» **ENTRIES**
▬▬▬

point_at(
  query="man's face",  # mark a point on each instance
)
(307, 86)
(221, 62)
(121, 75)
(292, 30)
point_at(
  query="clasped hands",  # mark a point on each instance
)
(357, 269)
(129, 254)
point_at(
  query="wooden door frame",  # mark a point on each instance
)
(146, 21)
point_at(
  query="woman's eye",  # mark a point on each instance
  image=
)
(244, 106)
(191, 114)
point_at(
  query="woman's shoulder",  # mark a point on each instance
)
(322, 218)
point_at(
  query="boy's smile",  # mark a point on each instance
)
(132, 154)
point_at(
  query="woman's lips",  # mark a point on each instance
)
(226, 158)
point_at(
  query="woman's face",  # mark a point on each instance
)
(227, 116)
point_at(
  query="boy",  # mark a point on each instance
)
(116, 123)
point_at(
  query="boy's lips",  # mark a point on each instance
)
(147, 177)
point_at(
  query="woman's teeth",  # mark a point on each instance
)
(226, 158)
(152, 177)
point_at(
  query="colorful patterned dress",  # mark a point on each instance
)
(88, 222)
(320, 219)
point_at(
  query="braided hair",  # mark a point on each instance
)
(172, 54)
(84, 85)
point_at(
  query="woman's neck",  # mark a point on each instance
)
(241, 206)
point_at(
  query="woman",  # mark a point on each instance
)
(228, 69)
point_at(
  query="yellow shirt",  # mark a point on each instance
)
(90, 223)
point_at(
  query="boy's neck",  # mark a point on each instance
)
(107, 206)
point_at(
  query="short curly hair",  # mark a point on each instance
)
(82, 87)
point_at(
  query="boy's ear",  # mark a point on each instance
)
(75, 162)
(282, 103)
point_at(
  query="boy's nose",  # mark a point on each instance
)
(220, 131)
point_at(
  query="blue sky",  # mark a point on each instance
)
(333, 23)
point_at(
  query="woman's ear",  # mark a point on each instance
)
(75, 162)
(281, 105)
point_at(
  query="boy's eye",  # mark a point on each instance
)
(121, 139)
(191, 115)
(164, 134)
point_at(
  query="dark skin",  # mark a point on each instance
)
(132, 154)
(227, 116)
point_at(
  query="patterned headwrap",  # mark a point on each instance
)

▬▬▬

» **DIRECTION**
Reproduce the listing above verbatim, from first line to last.

» **THE COMPLETED TASK**
point_at(
  query="man's face",  # mark a point on each instance
)
(307, 86)
(221, 62)
(121, 75)
(292, 30)
point_at(
  query="clasped hands",  # mark a point on each instance
)
(357, 269)
(129, 254)
point_at(
  query="wooden door frame",  # mark a point on each instance
)
(146, 21)
point_at(
  query="woman's eye",  # mark a point on each instance
  image=
)
(244, 106)
(191, 114)
point_at(
  query="woman's shoulder",  # mark a point on each instance
)
(322, 218)
point_at(
  query="boy's smile",  # mark a point on each instance
)
(132, 154)
point_at(
  query="woman's lips",  # mark a point on each instance
)
(226, 158)
point_at(
  query="woman's face",  # mark a point on each instance
)
(227, 116)
point_at(
  query="boy",  # mark a point on each instance
)
(116, 123)
point_at(
  query="boy's lips",  # mark a point on each instance
)
(147, 177)
point_at(
  query="woman's teeth",  # mark a point on each instance
)
(226, 158)
(152, 177)
point_at(
  query="colorful patterned dress",  # mark a point on each instance
)
(88, 222)
(320, 219)
point_at(
  query="braided hair",  # mark a point on each instance
)
(172, 54)
(84, 85)
point_at(
  query="woman's neck",  # mark a point on each instance
)
(241, 206)
point_at(
  query="woman",  # mark a point on each instance
)
(228, 69)
point_at(
  query="yellow shirt",  # mark a point on each instance
)
(90, 223)
point_at(
  query="boy's neck",  # mark a point on each instance
)
(107, 206)
point_at(
  query="short curly hair",  # mark a point on each instance
)
(82, 87)
point_at(
  query="boy's ear",  # mark a point on each instance
)
(75, 162)
(282, 103)
point_at(
  query="boy's nose",  # mark a point on each instance
)
(220, 131)
point_at(
  query="blue sky",  # mark a point on each instance
)
(333, 23)
point_at(
  query="woman's ear",  # mark a point on each instance
)
(75, 162)
(281, 105)
point_at(
  query="boy's eye",  # mark a point on each instance
)
(121, 139)
(191, 115)
(164, 134)
point_at(
  query="dark skin",  # mark a point on each instance
)
(132, 154)
(227, 116)
point_at(
  query="patterned headwrap",  # mark a point on each instance
)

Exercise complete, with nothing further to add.